== ÉNONCÉ 1 ==
Pouvez-vous recopier le passage de l'extrait sur les newsgroups compris entre « On attendra d’avoir » et « difficile, voire impossible. », ces deux bornes incluses ?

== EXTRAIT SOURCE ==
↓↓↓

En avril 2005, un certain nombre d’ayants droit du Syndicat des Editions (SNE) avaient assigné Free et Illiad (groupe détenant Free) en contrefaçon. En effet, Free donnait accès à deux newsgroups qui mettaient à disposition plusieurs bandes dessinées contrefaites. Par une décision du 5 février 2008, le Tribunal de Grande Instance de Paris a rendu un jugement en faveur des deux sociétés défenderesses : « ne fait que permettre à des internautes d’une part de poster des contributions binaires ou non et de les propager sur le système Usenet et d’autre part de prendre connaissance et de télécharger des fichiers binaires à partir de ce même système ». Le TGI a écarté les qualifications d’éditeur et d’hébergeur, en estimant que le FAI ne jouait qu’un rôle passif sur le réseau Usenet.
Toutefois, le blocage de l’accès à certains newsgroups est-il suffisant pour arrêter l’échange de fichiers illégaux sur ces forums ? L’efficacité du filtrage des newsgroups est en réalité restreinte dans la mesure où le serveur ne peut bloquer l’accès aux groupes de discussion uniquement à ses abonnés, et pour une durée en général limitée. En effet, les newsgroups bridés pendant une certaine période ont depuis rouvert. De plus, les contenus illégaux de ces groupes ne sont pas supprimés, les utilisateurs peuvent donc toujours passer par d’autres serveurs (comme Giganews) pour accéder à ces espaces de dialogue et d’échange. Enfin, il est probable que de nouveaux newsgroups binaires à caractère illégal se créent continuellement : bloquer l’accès à ces newsgroups n’empêche pas la création de nouveaux.
On attendra d’avoir les premiers résultats chiffrés de l’impact de la Réponse Graduée sur la contrefaçon numérique, mais il nous semble évident, et nous ne cessons de le répéter tout au long de ce dossier, que les mesures prises par la Hadopi « encourage » la migration des internautes contrefacteurs vers des solutions payantes et cryptées, rendant leur traque toujours plus difficile, voire impossible.
***
En janvier 2009, CoPeerRight Agency s’interrogeait déjà sur la future application de la Réponse graduée, et de son impact sur les pratiques de téléchargement des internautes en France.
Nous le savons, et l’avons déjà signalé dans ce dossier consacré à la Riposte graduée (Réponse Graduée), celle-ci focalise son action sur les réseaux Peer-to-peer, excluant de fait les newsgroups, pourtant pourvoyeurs d’un grand nombre de fichiers contrefaits.
En Europe, les actions entreprises à l’encontre des newsgroups ont été à l’initiative des ayants droit, qui ont concentré leurs attaques sur les sites qui indexent les fichiers binaires contrefaits sur Usenet. Ceux-ci se basent sur une jurisprudence désormais constante qui vise à sanctionner les agissements propices à faciliter le piratage : ce critère a été fixé il y a cinq ans par la Cour Suprême des Etats-Unis dans l’affaire Grokster, et reste admis aujourd’hui par l’ensemble des tribunaux dans le monde. Sont ainsi ciblés les sites suspectés d’inciter ses membres à pirater du contenu protégé par le droit d’auteur.

↑↑↑

== ÉNONCÉ 2 ==
Pouvez-vous redonner les lignes des enregistrements comprises entre celle qui contient « Would you kindly point at the sign » et celle qui contient « <point>1103,394</point> », toutes deux incluses, en changeant « chinese writing » en « Chinese writing » sans rien modifier d'autre ?

== LISTE ==
↓↓↓

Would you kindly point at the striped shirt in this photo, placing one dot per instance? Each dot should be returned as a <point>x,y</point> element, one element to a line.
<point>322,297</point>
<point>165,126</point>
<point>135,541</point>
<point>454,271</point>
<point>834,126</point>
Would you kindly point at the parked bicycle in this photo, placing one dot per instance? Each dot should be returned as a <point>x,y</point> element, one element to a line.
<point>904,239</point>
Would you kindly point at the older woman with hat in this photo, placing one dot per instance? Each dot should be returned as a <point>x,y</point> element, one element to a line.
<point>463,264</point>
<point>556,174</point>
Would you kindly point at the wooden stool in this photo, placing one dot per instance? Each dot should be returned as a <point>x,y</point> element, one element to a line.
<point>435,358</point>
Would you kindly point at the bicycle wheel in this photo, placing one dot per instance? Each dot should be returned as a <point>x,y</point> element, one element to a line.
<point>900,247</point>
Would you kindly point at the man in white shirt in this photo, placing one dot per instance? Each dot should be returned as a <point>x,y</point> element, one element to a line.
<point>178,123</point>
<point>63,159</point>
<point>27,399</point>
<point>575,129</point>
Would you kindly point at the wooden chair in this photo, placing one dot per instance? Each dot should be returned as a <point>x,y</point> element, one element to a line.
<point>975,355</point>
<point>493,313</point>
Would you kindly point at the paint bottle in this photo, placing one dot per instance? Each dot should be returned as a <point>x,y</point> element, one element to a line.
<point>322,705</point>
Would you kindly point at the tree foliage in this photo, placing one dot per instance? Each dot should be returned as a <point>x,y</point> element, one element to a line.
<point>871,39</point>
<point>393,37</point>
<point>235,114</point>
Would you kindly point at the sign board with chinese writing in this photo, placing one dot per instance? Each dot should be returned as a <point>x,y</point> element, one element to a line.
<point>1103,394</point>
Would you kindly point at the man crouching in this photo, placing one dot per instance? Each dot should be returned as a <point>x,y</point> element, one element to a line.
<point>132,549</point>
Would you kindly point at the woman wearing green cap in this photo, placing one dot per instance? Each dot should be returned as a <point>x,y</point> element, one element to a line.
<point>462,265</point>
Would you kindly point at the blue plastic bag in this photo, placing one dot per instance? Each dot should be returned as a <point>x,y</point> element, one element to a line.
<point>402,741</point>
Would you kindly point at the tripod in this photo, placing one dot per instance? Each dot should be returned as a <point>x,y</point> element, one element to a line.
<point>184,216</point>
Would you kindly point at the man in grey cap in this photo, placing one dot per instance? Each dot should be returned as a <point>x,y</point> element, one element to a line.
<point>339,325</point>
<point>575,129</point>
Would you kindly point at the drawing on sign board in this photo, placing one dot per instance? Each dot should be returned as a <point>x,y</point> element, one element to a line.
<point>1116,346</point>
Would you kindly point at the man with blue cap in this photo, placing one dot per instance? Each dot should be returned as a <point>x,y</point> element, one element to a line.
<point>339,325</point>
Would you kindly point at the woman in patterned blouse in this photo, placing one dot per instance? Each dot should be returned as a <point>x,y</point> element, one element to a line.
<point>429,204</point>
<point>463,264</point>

↑↑↑

== BONNE RÉPONSE 1 ==
On attendra d’avoir les premiers résultats chiffrés de l’impact de la Réponse Graduée sur la contrefaçon numérique, mais il nous semble évident, et nous ne cessons de le répéter tout au long de ce dossier, que les mesures prises par la Hadopi « encourage » la migration des internautes contrefacteurs vers des solutions payantes et cryptées, rendant leur traque toujours plus difficile, voire impossible.

== BONNE RÉPONSE 2 ==
Would you kindly point at the sign board with Chinese writing in this photo, placing one dot per instance? Each dot should be returned as a <point>x,y</point> element, one element to a line.
<point>1103,394</point>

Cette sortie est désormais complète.